--- INFORMATION SUPPLIED ---
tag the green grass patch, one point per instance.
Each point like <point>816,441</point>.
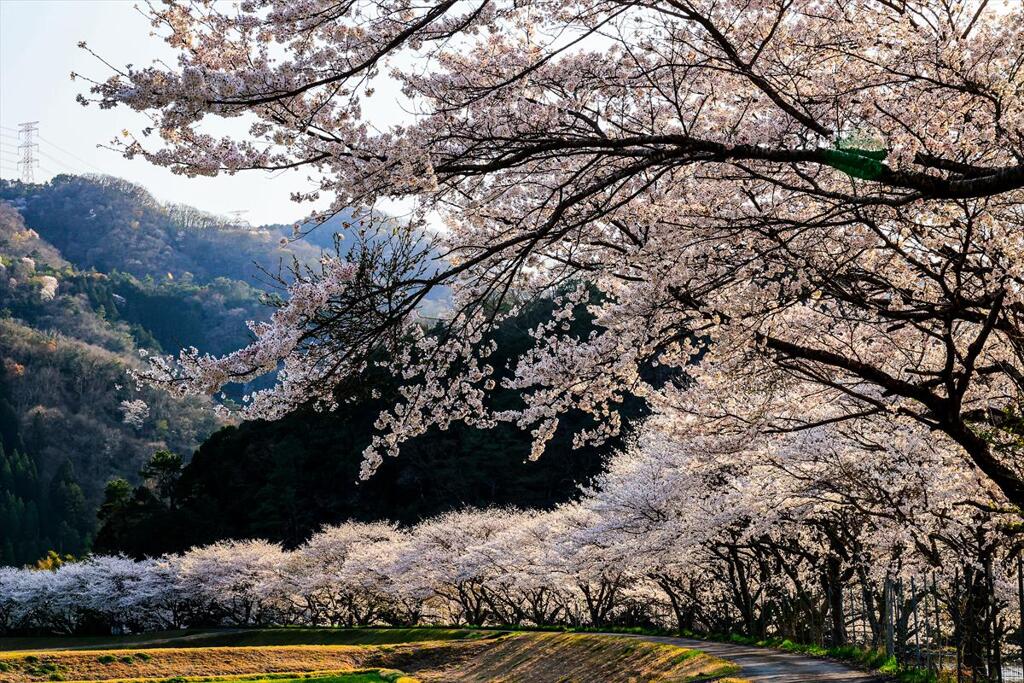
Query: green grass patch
<point>248,637</point>
<point>364,676</point>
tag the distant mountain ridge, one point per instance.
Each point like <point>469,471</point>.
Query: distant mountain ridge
<point>93,271</point>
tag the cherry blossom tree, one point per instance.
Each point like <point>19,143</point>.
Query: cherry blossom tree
<point>827,189</point>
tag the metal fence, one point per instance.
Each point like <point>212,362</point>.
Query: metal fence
<point>921,626</point>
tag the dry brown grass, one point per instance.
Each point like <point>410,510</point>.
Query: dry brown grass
<point>532,657</point>
<point>188,662</point>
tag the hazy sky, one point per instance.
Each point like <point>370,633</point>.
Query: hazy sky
<point>38,51</point>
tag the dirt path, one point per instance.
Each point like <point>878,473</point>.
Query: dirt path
<point>761,665</point>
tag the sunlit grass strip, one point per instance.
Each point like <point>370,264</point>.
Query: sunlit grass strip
<point>353,676</point>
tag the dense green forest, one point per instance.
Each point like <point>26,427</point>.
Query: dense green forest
<point>70,331</point>
<point>94,271</point>
<point>282,480</point>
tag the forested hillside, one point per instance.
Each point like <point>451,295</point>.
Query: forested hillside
<point>108,275</point>
<point>94,272</point>
<point>112,224</point>
<point>282,480</point>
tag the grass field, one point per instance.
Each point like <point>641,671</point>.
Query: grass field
<point>244,637</point>
<point>367,655</point>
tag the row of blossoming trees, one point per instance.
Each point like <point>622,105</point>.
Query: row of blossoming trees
<point>679,532</point>
<point>803,221</point>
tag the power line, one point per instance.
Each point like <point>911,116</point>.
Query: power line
<point>73,156</point>
<point>28,147</point>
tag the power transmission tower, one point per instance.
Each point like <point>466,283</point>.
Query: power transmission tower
<point>28,146</point>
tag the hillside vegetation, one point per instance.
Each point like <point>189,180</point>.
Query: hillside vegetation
<point>75,316</point>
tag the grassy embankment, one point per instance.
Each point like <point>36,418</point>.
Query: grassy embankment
<point>367,655</point>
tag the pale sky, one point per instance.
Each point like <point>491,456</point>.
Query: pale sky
<point>38,51</point>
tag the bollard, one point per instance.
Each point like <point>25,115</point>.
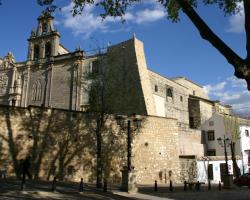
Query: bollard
<point>185,185</point>
<point>198,186</point>
<point>53,188</point>
<point>105,186</point>
<point>22,185</point>
<point>219,185</point>
<point>81,185</point>
<point>171,186</point>
<point>209,185</point>
<point>156,186</point>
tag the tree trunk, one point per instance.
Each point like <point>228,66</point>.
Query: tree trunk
<point>98,155</point>
<point>235,166</point>
<point>241,66</point>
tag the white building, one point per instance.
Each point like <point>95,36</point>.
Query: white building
<point>245,146</point>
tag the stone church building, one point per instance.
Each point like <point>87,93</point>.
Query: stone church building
<point>52,78</point>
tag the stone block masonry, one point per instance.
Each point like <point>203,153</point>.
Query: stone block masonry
<point>62,143</point>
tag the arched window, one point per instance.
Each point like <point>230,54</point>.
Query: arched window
<point>36,91</point>
<point>47,50</point>
<point>44,28</point>
<point>169,93</point>
<point>36,52</point>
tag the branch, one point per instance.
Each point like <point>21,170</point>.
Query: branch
<point>207,34</point>
<point>247,28</point>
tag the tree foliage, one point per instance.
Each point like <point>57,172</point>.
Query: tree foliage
<point>117,8</point>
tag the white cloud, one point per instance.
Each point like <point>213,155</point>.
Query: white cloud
<point>148,15</point>
<point>90,22</point>
<point>232,91</point>
<point>236,22</point>
<point>211,89</point>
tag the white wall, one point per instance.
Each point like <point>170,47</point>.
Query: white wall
<point>245,145</point>
<point>203,165</point>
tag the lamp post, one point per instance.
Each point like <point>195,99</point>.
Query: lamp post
<point>224,142</point>
<point>130,124</point>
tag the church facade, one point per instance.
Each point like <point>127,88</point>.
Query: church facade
<point>52,77</point>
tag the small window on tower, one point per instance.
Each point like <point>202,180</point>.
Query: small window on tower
<point>169,93</point>
<point>44,28</point>
<point>156,88</point>
<point>47,50</point>
<point>36,52</point>
<point>247,133</point>
<point>96,68</point>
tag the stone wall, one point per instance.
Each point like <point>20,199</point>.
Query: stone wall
<point>156,151</point>
<point>62,143</point>
<point>177,106</point>
<point>193,88</point>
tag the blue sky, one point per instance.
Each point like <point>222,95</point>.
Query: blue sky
<point>172,49</point>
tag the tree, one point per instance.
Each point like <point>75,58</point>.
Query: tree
<point>117,8</point>
<point>232,127</point>
<point>98,82</point>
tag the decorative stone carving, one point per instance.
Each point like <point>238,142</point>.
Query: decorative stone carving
<point>8,61</point>
<point>3,84</point>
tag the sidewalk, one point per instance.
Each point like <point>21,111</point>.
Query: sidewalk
<point>163,193</point>
<point>10,189</point>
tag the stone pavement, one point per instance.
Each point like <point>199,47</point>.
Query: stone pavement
<point>10,190</point>
<point>163,193</point>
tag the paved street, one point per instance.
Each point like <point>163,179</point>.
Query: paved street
<point>10,190</point>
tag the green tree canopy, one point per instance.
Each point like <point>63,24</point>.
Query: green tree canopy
<point>117,8</point>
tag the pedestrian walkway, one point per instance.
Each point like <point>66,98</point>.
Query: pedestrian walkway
<point>163,193</point>
<point>10,190</point>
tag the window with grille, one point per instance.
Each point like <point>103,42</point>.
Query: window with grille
<point>210,135</point>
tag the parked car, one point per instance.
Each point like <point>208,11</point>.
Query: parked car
<point>243,180</point>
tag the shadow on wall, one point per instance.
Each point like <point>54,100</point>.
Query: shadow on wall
<point>61,143</point>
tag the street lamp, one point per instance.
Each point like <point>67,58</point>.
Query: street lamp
<point>224,142</point>
<point>130,124</point>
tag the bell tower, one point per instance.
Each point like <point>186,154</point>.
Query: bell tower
<point>44,42</point>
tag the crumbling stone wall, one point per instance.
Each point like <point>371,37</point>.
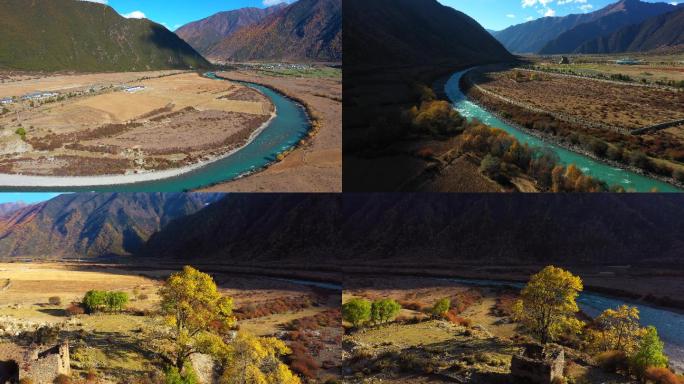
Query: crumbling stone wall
<point>41,364</point>
<point>538,364</point>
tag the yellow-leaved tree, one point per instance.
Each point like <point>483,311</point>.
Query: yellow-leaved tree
<point>548,306</point>
<point>256,360</point>
<point>197,314</point>
<point>616,330</point>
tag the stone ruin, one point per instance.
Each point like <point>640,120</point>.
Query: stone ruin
<point>39,363</point>
<point>538,364</point>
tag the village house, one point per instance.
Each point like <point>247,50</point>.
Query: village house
<point>40,364</point>
<point>39,95</point>
<point>539,364</point>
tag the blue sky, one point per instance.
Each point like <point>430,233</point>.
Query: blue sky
<point>175,13</point>
<point>26,197</point>
<point>499,14</point>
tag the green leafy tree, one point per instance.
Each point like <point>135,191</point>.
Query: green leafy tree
<point>173,375</point>
<point>197,314</point>
<point>441,307</point>
<point>116,301</point>
<point>616,330</point>
<point>257,360</point>
<point>356,311</point>
<point>650,353</point>
<point>384,310</point>
<point>94,301</point>
<point>548,306</point>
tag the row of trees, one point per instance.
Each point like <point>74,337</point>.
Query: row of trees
<point>548,309</point>
<point>504,156</point>
<point>98,301</point>
<point>359,311</point>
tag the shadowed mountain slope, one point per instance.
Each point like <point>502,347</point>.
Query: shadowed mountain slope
<point>514,229</point>
<point>55,35</point>
<point>657,32</point>
<point>253,228</point>
<point>308,30</point>
<point>624,13</point>
<point>566,33</point>
<point>91,225</point>
<point>409,31</point>
<point>204,34</point>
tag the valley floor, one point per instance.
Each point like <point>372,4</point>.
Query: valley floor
<point>123,124</point>
<point>117,344</point>
<point>314,167</point>
<point>475,346</point>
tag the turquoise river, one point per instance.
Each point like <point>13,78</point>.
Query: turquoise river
<point>611,175</point>
<point>285,130</point>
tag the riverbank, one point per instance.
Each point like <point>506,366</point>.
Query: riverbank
<point>30,181</point>
<point>466,83</point>
<point>629,288</point>
<point>313,165</point>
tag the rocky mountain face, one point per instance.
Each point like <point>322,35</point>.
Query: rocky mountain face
<point>204,34</point>
<point>253,228</point>
<point>565,34</point>
<point>658,32</point>
<point>307,30</point>
<point>624,13</point>
<point>408,31</point>
<point>92,225</point>
<point>514,229</point>
<point>54,35</point>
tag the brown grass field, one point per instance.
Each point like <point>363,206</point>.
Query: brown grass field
<point>623,106</point>
<point>117,341</point>
<point>314,167</point>
<point>94,127</point>
<point>474,344</point>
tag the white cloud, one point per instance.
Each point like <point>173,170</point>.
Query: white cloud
<point>134,15</point>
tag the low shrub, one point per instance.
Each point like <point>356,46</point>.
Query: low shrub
<point>662,376</point>
<point>612,361</point>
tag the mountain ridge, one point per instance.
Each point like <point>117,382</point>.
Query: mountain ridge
<point>554,34</point>
<point>55,35</point>
<point>666,30</point>
<point>205,33</point>
<point>92,225</point>
<point>307,30</point>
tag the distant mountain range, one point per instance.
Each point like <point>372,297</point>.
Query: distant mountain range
<point>173,227</point>
<point>77,35</point>
<point>661,31</point>
<point>483,229</point>
<point>248,228</point>
<point>307,30</point>
<point>92,225</point>
<point>403,32</point>
<point>204,34</point>
<point>555,35</point>
<point>9,208</point>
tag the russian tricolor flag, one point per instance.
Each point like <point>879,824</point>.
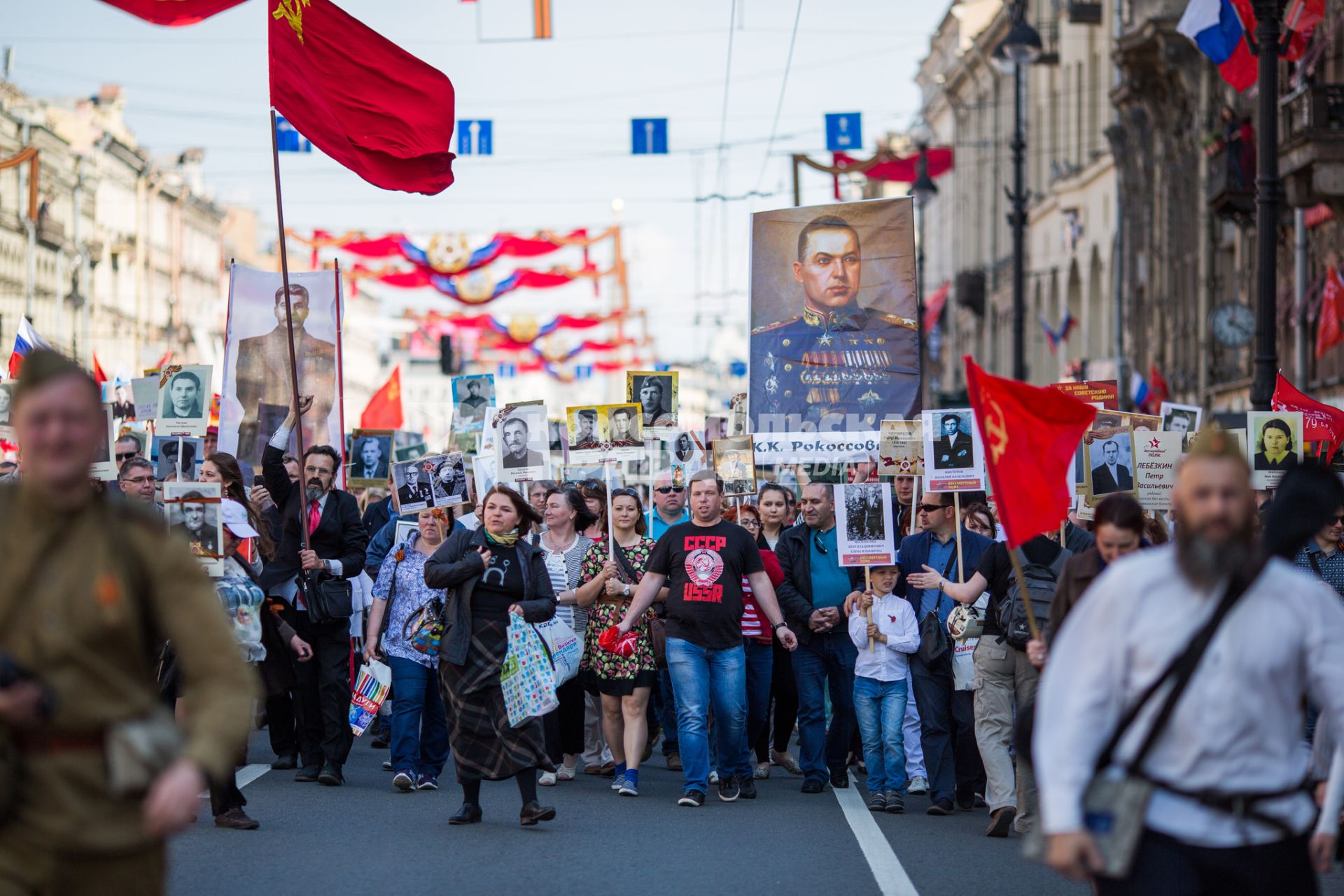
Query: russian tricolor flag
<point>1218,31</point>
<point>26,340</point>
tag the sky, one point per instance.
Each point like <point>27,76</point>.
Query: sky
<point>561,113</point>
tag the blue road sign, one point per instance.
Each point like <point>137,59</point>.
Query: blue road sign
<point>844,131</point>
<point>650,136</point>
<point>475,137</point>
<point>288,139</point>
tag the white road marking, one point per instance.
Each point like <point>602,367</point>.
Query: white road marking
<point>245,777</point>
<point>886,868</point>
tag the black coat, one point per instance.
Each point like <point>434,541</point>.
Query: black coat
<point>339,535</point>
<point>457,566</point>
<point>794,593</point>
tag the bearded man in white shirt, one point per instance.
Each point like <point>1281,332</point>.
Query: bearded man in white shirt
<point>1230,812</point>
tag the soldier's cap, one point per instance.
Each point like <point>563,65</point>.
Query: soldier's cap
<point>46,365</point>
<point>1217,444</point>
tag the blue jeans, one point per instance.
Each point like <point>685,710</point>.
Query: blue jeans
<point>420,727</point>
<point>760,666</point>
<point>825,660</point>
<point>881,710</point>
<point>708,679</point>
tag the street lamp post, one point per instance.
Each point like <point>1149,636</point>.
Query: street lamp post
<point>1019,49</point>
<point>1268,199</point>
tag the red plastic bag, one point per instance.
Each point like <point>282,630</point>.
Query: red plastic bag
<point>613,641</point>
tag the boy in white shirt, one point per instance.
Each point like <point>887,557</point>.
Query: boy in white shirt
<point>879,685</point>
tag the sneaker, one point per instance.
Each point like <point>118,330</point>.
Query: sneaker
<point>692,798</point>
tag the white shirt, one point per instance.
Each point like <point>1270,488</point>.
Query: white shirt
<point>1238,727</point>
<point>885,662</point>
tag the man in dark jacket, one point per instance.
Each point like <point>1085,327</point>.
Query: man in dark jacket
<point>946,715</point>
<point>335,548</point>
<point>813,590</point>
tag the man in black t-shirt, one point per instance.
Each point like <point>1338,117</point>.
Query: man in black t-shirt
<point>1006,679</point>
<point>704,564</point>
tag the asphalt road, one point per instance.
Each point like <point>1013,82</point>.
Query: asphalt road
<point>368,836</point>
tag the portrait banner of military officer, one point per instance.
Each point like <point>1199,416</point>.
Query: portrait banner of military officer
<point>183,400</point>
<point>1109,464</point>
<point>656,394</point>
<point>864,532</point>
<point>734,461</point>
<point>192,512</point>
<point>470,397</point>
<point>955,460</point>
<point>257,360</point>
<point>370,457</point>
<point>834,337</point>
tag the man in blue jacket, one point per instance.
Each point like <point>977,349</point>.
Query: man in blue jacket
<point>940,710</point>
<point>815,589</point>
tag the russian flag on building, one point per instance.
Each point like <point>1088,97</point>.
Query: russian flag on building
<point>26,340</point>
<point>1219,33</point>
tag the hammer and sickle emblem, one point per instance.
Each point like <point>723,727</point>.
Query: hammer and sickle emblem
<point>995,430</point>
<point>292,11</point>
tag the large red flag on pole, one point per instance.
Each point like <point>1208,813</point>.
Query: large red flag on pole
<point>1031,435</point>
<point>359,97</point>
<point>174,13</point>
<point>385,409</point>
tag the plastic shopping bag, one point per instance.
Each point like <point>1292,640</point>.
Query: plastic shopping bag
<point>565,647</point>
<point>371,688</point>
<point>526,678</point>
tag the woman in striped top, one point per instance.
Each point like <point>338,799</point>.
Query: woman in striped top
<point>564,547</point>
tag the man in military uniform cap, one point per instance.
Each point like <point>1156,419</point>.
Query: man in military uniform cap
<point>88,590</point>
<point>835,358</point>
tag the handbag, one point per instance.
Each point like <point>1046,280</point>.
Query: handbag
<point>1116,799</point>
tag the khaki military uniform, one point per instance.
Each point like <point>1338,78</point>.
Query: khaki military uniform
<point>85,598</point>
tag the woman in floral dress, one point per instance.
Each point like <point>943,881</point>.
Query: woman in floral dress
<point>624,682</point>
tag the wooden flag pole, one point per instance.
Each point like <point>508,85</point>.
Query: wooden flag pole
<point>1026,594</point>
<point>289,326</point>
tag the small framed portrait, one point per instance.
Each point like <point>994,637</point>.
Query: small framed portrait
<point>734,461</point>
<point>1109,460</point>
<point>176,458</point>
<point>183,400</point>
<point>472,396</point>
<point>370,458</point>
<point>192,514</point>
<point>656,394</point>
<point>1273,445</point>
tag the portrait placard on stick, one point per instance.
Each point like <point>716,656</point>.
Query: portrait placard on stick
<point>864,531</point>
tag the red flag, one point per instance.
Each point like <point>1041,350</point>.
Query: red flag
---
→ DIRECTIONS
Can you repeat, word for word, the lines of the records starting at the line that contains "tag the bearded" and ending at the line that contains "<point>708,679</point>", with both of those lines included?

→ CORRECT RESULT
tag the bearded man in white shirt, one point per instance.
Each point like <point>1281,332</point>.
Query: bearded man in white shirt
<point>1230,812</point>
tag the soldier's cap, one point per instance.
Each point like <point>563,65</point>.
Query: soldier's cap
<point>46,365</point>
<point>1217,444</point>
tag the blue jeans, one point per instance.
Each point like <point>685,710</point>.
Query: blue jeans
<point>420,727</point>
<point>760,666</point>
<point>825,660</point>
<point>881,710</point>
<point>708,679</point>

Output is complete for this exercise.